Please count the lines in the items below that contain the string "teal", matching case exactly, and give only that number.

____ Extracted data

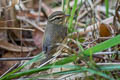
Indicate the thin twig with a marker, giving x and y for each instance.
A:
(16, 59)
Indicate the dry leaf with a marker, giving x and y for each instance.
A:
(104, 30)
(38, 37)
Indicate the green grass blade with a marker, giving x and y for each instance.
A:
(70, 25)
(107, 7)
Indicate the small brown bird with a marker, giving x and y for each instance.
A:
(55, 32)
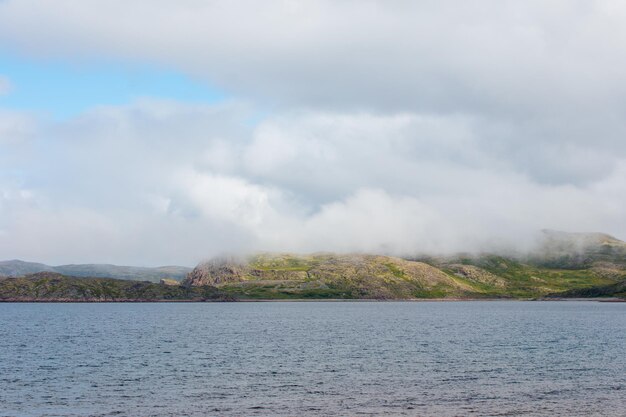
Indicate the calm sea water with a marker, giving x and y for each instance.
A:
(313, 358)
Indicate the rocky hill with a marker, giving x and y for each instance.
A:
(16, 268)
(50, 286)
(357, 276)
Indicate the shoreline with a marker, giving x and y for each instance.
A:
(308, 300)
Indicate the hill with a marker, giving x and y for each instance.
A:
(16, 268)
(360, 276)
(51, 286)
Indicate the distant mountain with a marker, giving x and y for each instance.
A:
(578, 250)
(51, 286)
(16, 268)
(361, 276)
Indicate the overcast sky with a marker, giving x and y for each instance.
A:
(164, 132)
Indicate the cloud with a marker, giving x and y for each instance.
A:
(390, 126)
(165, 182)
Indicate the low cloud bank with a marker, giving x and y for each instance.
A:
(162, 182)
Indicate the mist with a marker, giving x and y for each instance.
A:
(457, 131)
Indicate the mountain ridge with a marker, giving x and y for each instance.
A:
(16, 268)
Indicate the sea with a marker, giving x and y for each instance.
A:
(483, 358)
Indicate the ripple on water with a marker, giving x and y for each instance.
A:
(481, 358)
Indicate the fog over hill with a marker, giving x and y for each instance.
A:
(16, 268)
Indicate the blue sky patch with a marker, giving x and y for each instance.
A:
(64, 90)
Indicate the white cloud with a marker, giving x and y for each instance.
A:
(393, 126)
(156, 183)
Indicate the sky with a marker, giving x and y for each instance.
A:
(166, 132)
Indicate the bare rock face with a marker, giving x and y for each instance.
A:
(217, 271)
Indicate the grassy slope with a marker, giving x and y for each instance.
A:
(322, 276)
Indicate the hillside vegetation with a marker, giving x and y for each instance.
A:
(50, 286)
(567, 263)
(17, 268)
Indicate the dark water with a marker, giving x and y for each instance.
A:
(434, 358)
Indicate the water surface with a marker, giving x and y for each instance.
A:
(313, 358)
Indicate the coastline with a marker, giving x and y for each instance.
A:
(309, 300)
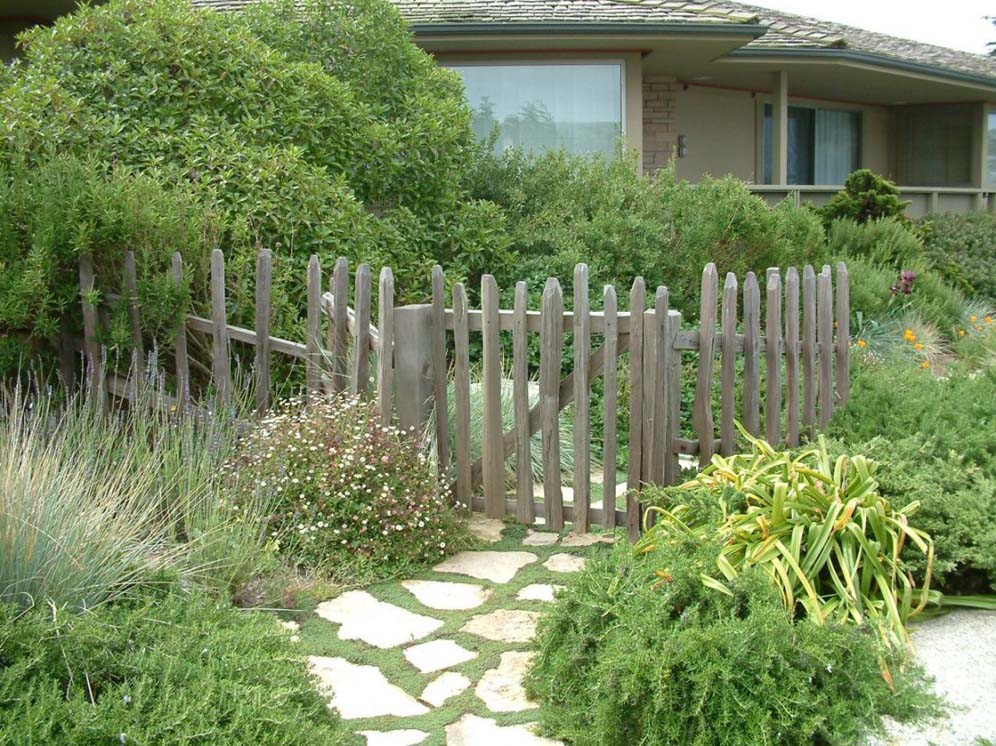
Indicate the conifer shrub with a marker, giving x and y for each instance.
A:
(866, 196)
(161, 667)
(638, 650)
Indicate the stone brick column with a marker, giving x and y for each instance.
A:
(660, 136)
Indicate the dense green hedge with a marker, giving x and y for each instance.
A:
(963, 248)
(280, 122)
(562, 209)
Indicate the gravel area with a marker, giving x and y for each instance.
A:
(959, 651)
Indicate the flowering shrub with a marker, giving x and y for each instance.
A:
(349, 492)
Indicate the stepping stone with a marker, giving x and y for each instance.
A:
(540, 539)
(564, 563)
(486, 529)
(501, 688)
(446, 596)
(498, 567)
(538, 592)
(586, 540)
(445, 687)
(393, 737)
(437, 655)
(471, 730)
(377, 623)
(504, 625)
(362, 691)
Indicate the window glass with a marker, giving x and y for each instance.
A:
(824, 145)
(539, 107)
(934, 145)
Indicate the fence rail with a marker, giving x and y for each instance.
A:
(803, 342)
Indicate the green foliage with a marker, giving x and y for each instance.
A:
(638, 650)
(957, 503)
(91, 507)
(281, 121)
(163, 668)
(896, 401)
(963, 249)
(818, 527)
(563, 209)
(889, 242)
(352, 496)
(933, 438)
(866, 196)
(53, 215)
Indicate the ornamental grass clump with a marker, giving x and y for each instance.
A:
(352, 496)
(819, 528)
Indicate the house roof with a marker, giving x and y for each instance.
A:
(774, 32)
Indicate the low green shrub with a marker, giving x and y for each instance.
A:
(638, 650)
(817, 526)
(351, 496)
(563, 209)
(163, 668)
(895, 399)
(866, 196)
(957, 504)
(963, 249)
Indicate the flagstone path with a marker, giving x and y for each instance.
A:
(439, 659)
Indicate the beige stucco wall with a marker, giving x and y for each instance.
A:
(722, 128)
(721, 131)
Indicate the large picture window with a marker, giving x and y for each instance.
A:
(824, 145)
(537, 107)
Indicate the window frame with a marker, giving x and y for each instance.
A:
(765, 101)
(533, 61)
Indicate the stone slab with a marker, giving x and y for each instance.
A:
(362, 691)
(538, 592)
(564, 563)
(504, 625)
(446, 596)
(383, 625)
(498, 567)
(471, 730)
(540, 539)
(394, 737)
(444, 687)
(501, 689)
(436, 655)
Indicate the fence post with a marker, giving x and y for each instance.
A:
(413, 364)
(180, 344)
(221, 364)
(843, 334)
(91, 345)
(773, 354)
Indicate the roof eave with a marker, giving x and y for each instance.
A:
(865, 58)
(748, 31)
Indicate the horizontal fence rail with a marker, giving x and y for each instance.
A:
(417, 357)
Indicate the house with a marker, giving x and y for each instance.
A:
(789, 104)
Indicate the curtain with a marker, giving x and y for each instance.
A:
(838, 136)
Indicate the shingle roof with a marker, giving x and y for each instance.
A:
(785, 31)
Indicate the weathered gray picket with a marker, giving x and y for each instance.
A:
(805, 370)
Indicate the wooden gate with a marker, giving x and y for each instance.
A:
(417, 351)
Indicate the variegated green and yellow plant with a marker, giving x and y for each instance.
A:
(817, 526)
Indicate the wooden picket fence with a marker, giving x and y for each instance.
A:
(804, 340)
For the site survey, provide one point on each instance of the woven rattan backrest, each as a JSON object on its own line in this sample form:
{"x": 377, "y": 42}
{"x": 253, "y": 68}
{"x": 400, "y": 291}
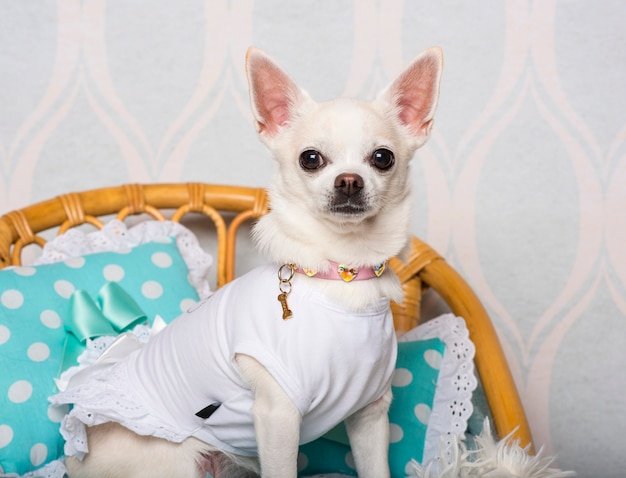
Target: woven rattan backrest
{"x": 423, "y": 268}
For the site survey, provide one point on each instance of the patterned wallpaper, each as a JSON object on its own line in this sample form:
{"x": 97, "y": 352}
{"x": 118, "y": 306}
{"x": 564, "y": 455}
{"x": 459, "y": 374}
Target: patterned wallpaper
{"x": 522, "y": 186}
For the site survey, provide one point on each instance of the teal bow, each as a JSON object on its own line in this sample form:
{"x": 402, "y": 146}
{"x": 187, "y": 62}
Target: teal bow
{"x": 114, "y": 312}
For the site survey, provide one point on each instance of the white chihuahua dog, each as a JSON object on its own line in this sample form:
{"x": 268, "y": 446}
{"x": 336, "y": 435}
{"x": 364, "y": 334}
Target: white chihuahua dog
{"x": 284, "y": 353}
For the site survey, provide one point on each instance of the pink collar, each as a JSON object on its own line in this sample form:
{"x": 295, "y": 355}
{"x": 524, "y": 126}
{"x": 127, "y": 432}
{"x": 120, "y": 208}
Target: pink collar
{"x": 346, "y": 273}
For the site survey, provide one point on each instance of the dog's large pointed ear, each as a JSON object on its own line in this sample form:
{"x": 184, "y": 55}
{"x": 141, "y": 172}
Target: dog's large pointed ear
{"x": 413, "y": 95}
{"x": 275, "y": 97}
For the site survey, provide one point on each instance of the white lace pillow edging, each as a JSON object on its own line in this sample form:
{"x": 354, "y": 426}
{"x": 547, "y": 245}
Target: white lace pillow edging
{"x": 452, "y": 404}
{"x": 115, "y": 235}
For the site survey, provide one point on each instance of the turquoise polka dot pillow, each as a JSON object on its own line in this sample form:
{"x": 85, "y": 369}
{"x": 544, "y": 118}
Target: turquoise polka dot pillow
{"x": 33, "y": 305}
{"x": 432, "y": 386}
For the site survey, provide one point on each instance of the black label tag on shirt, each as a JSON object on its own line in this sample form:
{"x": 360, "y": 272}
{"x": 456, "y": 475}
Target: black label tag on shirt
{"x": 207, "y": 411}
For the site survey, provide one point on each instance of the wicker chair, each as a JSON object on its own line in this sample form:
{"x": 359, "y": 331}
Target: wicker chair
{"x": 230, "y": 206}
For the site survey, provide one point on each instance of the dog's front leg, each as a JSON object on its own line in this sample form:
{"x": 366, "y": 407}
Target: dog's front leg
{"x": 368, "y": 431}
{"x": 276, "y": 421}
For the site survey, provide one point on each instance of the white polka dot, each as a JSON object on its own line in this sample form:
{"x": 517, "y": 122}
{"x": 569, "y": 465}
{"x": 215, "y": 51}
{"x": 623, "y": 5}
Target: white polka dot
{"x": 64, "y": 288}
{"x": 25, "y": 271}
{"x": 422, "y": 412}
{"x": 57, "y": 412}
{"x": 50, "y": 319}
{"x": 303, "y": 461}
{"x": 161, "y": 259}
{"x": 433, "y": 358}
{"x": 186, "y": 304}
{"x": 20, "y": 391}
{"x": 5, "y": 334}
{"x": 113, "y": 273}
{"x": 38, "y": 352}
{"x": 6, "y": 435}
{"x": 38, "y": 454}
{"x": 12, "y": 299}
{"x": 395, "y": 433}
{"x": 349, "y": 459}
{"x": 401, "y": 377}
{"x": 152, "y": 289}
{"x": 75, "y": 262}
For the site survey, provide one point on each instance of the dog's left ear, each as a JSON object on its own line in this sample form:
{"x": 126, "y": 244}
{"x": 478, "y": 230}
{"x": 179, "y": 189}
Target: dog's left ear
{"x": 413, "y": 96}
{"x": 275, "y": 97}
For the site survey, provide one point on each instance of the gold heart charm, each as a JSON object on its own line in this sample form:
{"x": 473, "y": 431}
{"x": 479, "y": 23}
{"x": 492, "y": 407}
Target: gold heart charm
{"x": 346, "y": 273}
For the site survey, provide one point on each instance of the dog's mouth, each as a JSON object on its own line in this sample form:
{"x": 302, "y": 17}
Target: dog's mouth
{"x": 348, "y": 207}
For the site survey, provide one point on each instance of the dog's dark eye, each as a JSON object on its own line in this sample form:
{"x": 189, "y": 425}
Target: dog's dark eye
{"x": 383, "y": 159}
{"x": 311, "y": 160}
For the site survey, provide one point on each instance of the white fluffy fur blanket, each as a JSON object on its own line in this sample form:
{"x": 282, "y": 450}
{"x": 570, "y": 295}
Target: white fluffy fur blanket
{"x": 490, "y": 459}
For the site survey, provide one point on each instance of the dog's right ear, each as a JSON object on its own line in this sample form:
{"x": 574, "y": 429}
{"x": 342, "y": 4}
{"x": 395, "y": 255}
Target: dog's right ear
{"x": 274, "y": 96}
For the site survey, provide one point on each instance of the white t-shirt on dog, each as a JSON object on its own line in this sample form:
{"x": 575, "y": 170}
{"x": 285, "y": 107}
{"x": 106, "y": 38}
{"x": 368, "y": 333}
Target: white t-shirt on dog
{"x": 330, "y": 361}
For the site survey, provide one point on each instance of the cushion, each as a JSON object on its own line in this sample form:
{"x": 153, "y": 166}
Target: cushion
{"x": 34, "y": 301}
{"x": 432, "y": 387}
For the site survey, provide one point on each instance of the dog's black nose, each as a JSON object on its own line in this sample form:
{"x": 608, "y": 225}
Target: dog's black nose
{"x": 349, "y": 183}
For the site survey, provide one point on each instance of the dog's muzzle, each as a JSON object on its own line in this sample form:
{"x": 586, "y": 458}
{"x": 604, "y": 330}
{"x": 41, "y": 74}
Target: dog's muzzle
{"x": 348, "y": 197}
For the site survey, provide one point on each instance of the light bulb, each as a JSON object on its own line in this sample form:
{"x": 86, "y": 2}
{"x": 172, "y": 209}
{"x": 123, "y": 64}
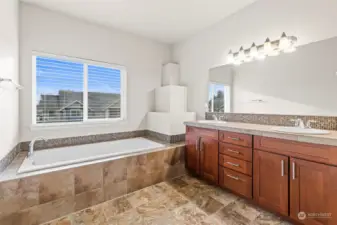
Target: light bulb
{"x": 275, "y": 52}
{"x": 242, "y": 54}
{"x": 290, "y": 49}
{"x": 267, "y": 47}
{"x": 237, "y": 61}
{"x": 284, "y": 42}
{"x": 261, "y": 57}
{"x": 253, "y": 51}
{"x": 230, "y": 57}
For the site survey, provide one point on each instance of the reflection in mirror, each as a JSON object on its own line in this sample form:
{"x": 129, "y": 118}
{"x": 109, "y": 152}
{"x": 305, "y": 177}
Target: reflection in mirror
{"x": 219, "y": 90}
{"x": 300, "y": 83}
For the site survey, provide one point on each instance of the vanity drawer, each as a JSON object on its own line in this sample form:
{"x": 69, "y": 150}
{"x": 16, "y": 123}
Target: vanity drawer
{"x": 236, "y": 138}
{"x": 235, "y": 151}
{"x": 236, "y": 164}
{"x": 236, "y": 182}
{"x": 201, "y": 132}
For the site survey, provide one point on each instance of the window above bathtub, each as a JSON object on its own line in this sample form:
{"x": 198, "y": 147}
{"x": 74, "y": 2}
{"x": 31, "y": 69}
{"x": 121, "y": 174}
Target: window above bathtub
{"x": 76, "y": 91}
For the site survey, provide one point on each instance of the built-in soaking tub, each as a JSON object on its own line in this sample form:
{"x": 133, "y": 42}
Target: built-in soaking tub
{"x": 81, "y": 154}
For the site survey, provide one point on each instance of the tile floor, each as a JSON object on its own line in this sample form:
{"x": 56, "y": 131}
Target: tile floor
{"x": 183, "y": 200}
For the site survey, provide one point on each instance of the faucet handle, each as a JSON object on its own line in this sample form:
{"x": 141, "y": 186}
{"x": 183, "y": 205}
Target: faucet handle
{"x": 309, "y": 122}
{"x": 296, "y": 121}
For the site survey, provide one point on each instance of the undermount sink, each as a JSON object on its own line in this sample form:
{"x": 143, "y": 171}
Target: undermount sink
{"x": 211, "y": 121}
{"x": 299, "y": 130}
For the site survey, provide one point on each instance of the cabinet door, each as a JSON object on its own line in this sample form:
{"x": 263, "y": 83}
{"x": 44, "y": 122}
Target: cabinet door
{"x": 313, "y": 190}
{"x": 209, "y": 150}
{"x": 192, "y": 153}
{"x": 270, "y": 180}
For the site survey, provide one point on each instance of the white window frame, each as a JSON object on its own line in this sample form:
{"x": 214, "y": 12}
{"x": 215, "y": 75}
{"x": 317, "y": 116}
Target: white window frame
{"x": 86, "y": 62}
{"x": 227, "y": 96}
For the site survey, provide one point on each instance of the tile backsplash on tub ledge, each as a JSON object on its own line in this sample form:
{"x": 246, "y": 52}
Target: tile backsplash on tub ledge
{"x": 82, "y": 140}
{"x": 322, "y": 122}
{"x": 5, "y": 161}
{"x": 89, "y": 139}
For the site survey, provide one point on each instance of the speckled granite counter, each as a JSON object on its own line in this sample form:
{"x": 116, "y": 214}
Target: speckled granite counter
{"x": 266, "y": 130}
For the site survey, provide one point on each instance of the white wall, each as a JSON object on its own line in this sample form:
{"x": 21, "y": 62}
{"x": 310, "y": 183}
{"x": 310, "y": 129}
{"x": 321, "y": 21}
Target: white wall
{"x": 309, "y": 20}
{"x": 46, "y": 31}
{"x": 9, "y": 98}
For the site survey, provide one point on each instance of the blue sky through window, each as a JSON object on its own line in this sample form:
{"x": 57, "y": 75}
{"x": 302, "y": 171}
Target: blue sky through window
{"x": 53, "y": 75}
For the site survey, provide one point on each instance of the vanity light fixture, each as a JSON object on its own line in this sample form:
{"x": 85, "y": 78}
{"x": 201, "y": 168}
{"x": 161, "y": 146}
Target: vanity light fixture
{"x": 285, "y": 44}
{"x": 284, "y": 41}
{"x": 267, "y": 48}
{"x": 242, "y": 55}
{"x": 253, "y": 51}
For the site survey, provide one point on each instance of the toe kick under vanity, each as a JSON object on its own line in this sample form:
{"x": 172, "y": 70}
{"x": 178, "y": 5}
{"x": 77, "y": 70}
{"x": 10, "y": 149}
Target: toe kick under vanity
{"x": 278, "y": 172}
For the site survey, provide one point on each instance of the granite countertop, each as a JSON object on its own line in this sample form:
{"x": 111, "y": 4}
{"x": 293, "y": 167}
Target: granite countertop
{"x": 266, "y": 131}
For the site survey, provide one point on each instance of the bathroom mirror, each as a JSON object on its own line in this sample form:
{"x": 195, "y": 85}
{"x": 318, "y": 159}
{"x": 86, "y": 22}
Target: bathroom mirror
{"x": 300, "y": 83}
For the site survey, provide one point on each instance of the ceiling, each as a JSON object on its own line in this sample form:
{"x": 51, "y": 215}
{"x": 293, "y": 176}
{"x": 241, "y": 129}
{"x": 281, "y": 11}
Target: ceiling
{"x": 168, "y": 21}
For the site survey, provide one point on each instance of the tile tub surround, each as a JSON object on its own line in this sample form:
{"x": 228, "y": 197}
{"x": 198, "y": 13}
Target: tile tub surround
{"x": 165, "y": 138}
{"x": 6, "y": 161}
{"x": 169, "y": 203}
{"x": 37, "y": 199}
{"x": 82, "y": 140}
{"x": 266, "y": 131}
{"x": 323, "y": 122}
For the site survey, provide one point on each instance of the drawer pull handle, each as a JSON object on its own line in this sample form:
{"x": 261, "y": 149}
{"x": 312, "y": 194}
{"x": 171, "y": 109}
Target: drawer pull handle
{"x": 233, "y": 177}
{"x": 233, "y": 151}
{"x": 234, "y": 139}
{"x": 233, "y": 164}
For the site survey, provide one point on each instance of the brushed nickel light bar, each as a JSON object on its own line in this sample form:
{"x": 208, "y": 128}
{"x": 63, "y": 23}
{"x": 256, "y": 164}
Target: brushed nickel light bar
{"x": 286, "y": 44}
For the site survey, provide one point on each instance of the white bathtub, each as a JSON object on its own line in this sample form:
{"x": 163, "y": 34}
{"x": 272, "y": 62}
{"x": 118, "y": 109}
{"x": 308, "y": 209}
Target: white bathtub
{"x": 59, "y": 157}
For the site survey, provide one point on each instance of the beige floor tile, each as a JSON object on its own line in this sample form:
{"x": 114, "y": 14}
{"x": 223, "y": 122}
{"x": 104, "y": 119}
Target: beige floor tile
{"x": 266, "y": 218}
{"x": 141, "y": 197}
{"x": 222, "y": 196}
{"x": 182, "y": 201}
{"x": 177, "y": 183}
{"x": 68, "y": 220}
{"x": 189, "y": 214}
{"x": 116, "y": 206}
{"x": 90, "y": 216}
{"x": 128, "y": 218}
{"x": 153, "y": 213}
{"x": 207, "y": 204}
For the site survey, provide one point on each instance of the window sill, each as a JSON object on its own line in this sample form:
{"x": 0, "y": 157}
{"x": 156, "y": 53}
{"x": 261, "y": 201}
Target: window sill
{"x": 94, "y": 123}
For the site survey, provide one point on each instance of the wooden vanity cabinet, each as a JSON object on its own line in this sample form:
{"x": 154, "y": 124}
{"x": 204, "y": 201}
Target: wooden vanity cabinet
{"x": 310, "y": 184}
{"x": 286, "y": 177}
{"x": 271, "y": 181}
{"x": 313, "y": 189}
{"x": 192, "y": 154}
{"x": 209, "y": 156}
{"x": 202, "y": 153}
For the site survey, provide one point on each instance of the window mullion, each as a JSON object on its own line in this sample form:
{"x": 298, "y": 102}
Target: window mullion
{"x": 85, "y": 93}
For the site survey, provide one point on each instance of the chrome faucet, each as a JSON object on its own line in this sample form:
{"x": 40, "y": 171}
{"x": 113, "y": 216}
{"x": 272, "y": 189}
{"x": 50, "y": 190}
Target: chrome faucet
{"x": 309, "y": 122}
{"x": 31, "y": 145}
{"x": 298, "y": 123}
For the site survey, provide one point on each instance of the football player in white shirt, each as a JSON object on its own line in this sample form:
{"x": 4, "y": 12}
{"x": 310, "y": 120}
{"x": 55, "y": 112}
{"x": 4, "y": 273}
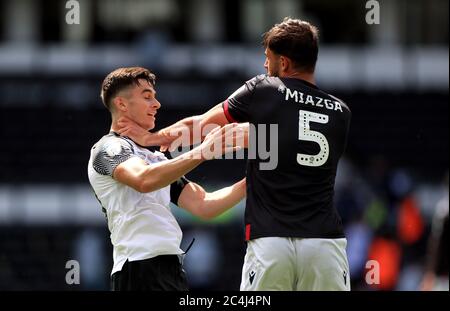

________

- The solution -
2